• [Entries supplied]
· · · · ·

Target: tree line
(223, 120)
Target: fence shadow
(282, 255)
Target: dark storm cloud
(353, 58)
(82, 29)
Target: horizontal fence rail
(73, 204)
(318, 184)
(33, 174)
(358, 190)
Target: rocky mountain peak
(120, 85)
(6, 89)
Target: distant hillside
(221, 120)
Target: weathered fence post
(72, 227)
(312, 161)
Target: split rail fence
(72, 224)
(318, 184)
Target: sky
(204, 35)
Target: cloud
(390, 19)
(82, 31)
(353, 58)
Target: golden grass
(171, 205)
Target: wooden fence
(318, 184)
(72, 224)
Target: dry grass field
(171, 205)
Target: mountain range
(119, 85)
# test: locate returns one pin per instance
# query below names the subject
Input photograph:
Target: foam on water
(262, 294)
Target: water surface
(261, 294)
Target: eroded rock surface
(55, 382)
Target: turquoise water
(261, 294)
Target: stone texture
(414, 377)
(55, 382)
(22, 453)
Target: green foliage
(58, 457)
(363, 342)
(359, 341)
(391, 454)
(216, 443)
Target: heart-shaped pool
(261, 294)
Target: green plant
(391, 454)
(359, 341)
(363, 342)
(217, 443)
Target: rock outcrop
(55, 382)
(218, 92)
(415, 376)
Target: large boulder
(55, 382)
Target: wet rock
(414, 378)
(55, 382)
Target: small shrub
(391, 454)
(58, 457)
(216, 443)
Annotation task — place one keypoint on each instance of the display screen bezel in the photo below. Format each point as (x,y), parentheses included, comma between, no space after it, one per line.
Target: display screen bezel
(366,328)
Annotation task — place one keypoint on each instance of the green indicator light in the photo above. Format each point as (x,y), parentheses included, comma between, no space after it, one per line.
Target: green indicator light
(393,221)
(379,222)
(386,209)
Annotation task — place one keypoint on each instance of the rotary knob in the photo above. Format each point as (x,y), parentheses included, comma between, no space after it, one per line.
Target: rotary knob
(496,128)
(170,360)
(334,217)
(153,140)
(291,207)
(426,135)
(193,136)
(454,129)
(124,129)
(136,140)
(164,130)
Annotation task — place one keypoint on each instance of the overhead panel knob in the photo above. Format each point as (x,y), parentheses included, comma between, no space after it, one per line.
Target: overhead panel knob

· · · · ·

• [The request] Reproduce all of the material above line for line, changing nothing.

• [Reply]
Target: tree line
(223, 120)
Target: fence shadow
(282, 255)
Target: dark storm cloud
(353, 58)
(82, 29)
Target: horizontal fence rail
(73, 204)
(318, 184)
(33, 174)
(358, 190)
Target: rocky mountain peak
(120, 85)
(6, 89)
Target: distant hillside
(221, 120)
Target: weathered fence post
(72, 227)
(312, 161)
Target: split rail fence
(72, 224)
(318, 184)
Target: sky
(204, 35)
Target: cloud
(390, 19)
(82, 31)
(353, 58)
Target: golden grass
(171, 205)
Target: wooden fence
(318, 184)
(72, 224)
Target: dry grass field
(171, 205)
Target: mountain range
(119, 85)
# test: locate returns one pin per instance
# query below names the subject
Input photograph:
Target: foam on water
(262, 294)
Target: water surface
(261, 294)
Target: eroded rock surface
(55, 382)
Target: turquoise water
(261, 294)
Target: stone texture
(414, 377)
(55, 382)
(22, 453)
Target: green foliage
(58, 457)
(363, 342)
(359, 341)
(391, 454)
(216, 443)
Target: heart-shaped pool
(261, 294)
Target: green plant
(391, 454)
(359, 341)
(363, 342)
(217, 443)
Target: rock outcrop
(55, 382)
(218, 92)
(415, 376)
Target: large boulder
(55, 382)
Target: wet rock
(414, 378)
(55, 382)
Target: small shrub
(391, 454)
(58, 457)
(216, 443)
Annotation task — place one keypoint on each instance of the display screen bezel in the photo below. Format each point as (x,y), parentheses included, comma between, no space after it, one per line.
Target: display screen bezel
(366,328)
Annotation task — place one keypoint on each instance of the green indicator light in the photo above. Format each point as (x,y), parentheses included, comma between, no space after it, one per line.
Target: green indicator light
(393,221)
(379,222)
(386,209)
Annotation task — place one keypoint on each instance of the rotary knob in the photo above. Format each point as (x,y), parentheses included, comma between, no space after it, one per line.
Target: rotary knob
(496,128)
(170,360)
(334,217)
(153,140)
(291,207)
(426,135)
(193,136)
(454,129)
(124,129)
(136,140)
(164,130)
Annotation task — place one keypoint on each instance of the overhead panel knob in the photo above. Format each point as (x,y), parentheses included, comma between, no space after it, one per line.
Target: overhead panel knob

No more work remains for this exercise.